ТЕКСТ ДЛЯ ЧТЕНИЯ >>
++++++++++++++++++++

Каждому этноязыковому коллективу присуща национально-специфическая мыслительная деятельность, которая приводит к формированию единственной в своём роде, неповторимой языковой картине мира.
Понятие «картина мира» впервые рассматривается в трудах Л.Витгенштейна, посвящённых исследованиям в области философии и логики. По мнению учёного, мышление имеет речевой характер и является деятельностью со знаками[1].
В лингвистике этот термин появился благодаря Л.Вайсбергу. «В языке конкретного сообщества, писал он, − живёт и воздействует духовное содержание, сокровище знаний, которое по праву называют картиной мира конкретного языка»[2; с. 250].
Но одним из первых лингвистов, кто обратил внимание на национальное содержание языка и мышления, отмечая, что «различные языки являются для нации органами их оригинального мышления и восприятия» был В. фон Гумбольдт [3;с. 324]. По В. фон Гумбольдту «Язык – орган, образующий мысль, следовательно, в становлении человеческой личности, в образовании у неё системы понятий, в присвоении ей накопленного поколениями опыта языку принадлежит ведущая роль» [4;с.78].

++++++++++++++++++++

Кому, согласно тексту для чтения, лингвистика обязана появлением термина «картина мира»?

++++++++++++++++++++

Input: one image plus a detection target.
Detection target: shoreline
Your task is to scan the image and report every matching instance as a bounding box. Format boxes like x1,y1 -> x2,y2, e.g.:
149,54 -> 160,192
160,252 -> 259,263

++++++++++++++++++++

РЕЗУЛЬТАТ ВЫПОЛНЕНИЯ >> Л. Вайсбергу.